◆ **取り組む課題**
(a) 翡翠と勾玉のコラムについて、次の問いに答えてください。
(i) 翡翠が貴重な品物として重宝されてきたのは、主にどこですか。
(ii) 勾玉の形の由来について、筆者が個人的に推したいとしている説は何ですか。
(iii) 「タマ」の名残がうかがえる神社として、名前が挙げられているのはどこですか。
(b) 翡翠と勾玉のコラムを、最後の文の続きから書いてください。

◆ **本文抜粋**
+++

【コラム】翡翠・勾玉のお話
翡翠は古代よりその色味と輝きから、主に中国などで貴重な品物として重宝されてきました。
時には王家の権力の象徴として、時には祭事用の呪物として。
古代日本においてもその風習は存在しており、大陸文化の影響が見て取れます。
そもそも、なぜ勾玉(まがたま)はあのような形をしているのでしょうか。
現在でもまだ決定的な説は出ておらず、動物の牙の形や胎児の形、耳の形等様々な説で議論がなされています。(個人的には胎児説を推したいところです。)
そういえば、日本では「タマ」という言葉がとても多く用いられており、「言霊(コトダマ)」や「玉(タマ)」のような赤ちゃん、「御霊(ミタマ)」など、とにかく“タマ”という言葉を使うのが好きな民族だということが伺えます。
では、日本人にとって「タマ」とは一体何なのでしょうか。
“ タマ ” における推察
歴史を紐解くと、どうもタマという言葉は古代日本において宗教的、呪術的に有力な人物を尊称する際に使われた言葉との事です。
また、玉は存在そのものよりもそれにまとわりついている霊的な観念のことを指すようで、
その観念を操ることができる人物につけられたそうです。
現在も国玉神社など、神社の名前についているあたりその名残が伺えます。
では、勾玉はどうでしょうか。

+++

◆ **提供された記録**
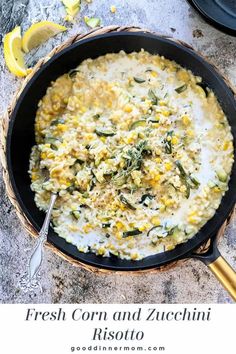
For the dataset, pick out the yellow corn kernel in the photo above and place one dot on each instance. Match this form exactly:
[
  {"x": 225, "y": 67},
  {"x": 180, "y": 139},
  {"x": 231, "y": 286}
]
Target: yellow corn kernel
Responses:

+++

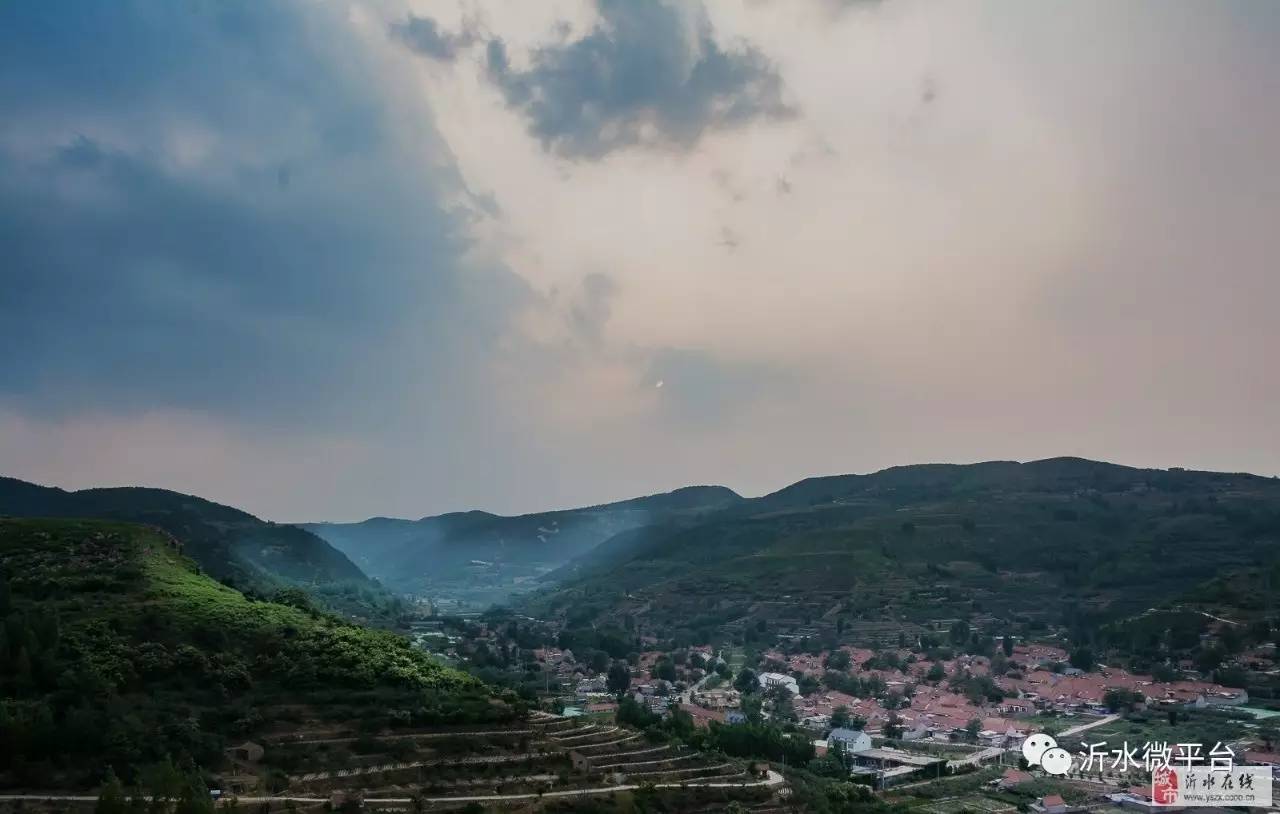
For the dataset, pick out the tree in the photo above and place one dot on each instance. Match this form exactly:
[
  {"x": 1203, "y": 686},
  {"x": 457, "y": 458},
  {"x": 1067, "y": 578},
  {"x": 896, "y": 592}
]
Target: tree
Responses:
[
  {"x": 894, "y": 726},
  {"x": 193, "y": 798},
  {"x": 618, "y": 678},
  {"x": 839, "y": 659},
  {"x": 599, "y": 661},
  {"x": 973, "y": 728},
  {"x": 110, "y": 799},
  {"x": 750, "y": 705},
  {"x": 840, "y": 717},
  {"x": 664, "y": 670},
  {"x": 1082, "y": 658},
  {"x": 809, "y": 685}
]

+++

◆ **解答**
(a)
(i) 主に中国など
(ii) 胎児説
(iii) 国玉神社

(b)
今でこそ漢字で「勾玉」と書きますが、“ 曲玉 ”とも表記し、つまり曲がった玉との言い方が現在では有力だそうです。
さて、その曲がった玉とは一体何なのでしょうか。
勾玉における推察
古代日本において、医学は発展途上でした。
そのため、出産は死と隣り合わせのとても過酷なものであり、古くから安産祈願のための祈祷も行われるなどかなり儀式的な側面を包括していますが、当時としてはおそらく死産や流産が少なくなかったのではないでしょうか。
そのため、不幸にも生まれることが出来なかった胎児の姿を、形を模して、せめて形だけでも魂が残るように…。
そうしてできたものがマガタマであり、古代の人々はその勾玉に思いを込めて作成し、霊的な観念を宿していたのかもしれません。
そのため、祭事的、呪術的にも使用されている翡翠の勾玉が存在しているのかもしれません。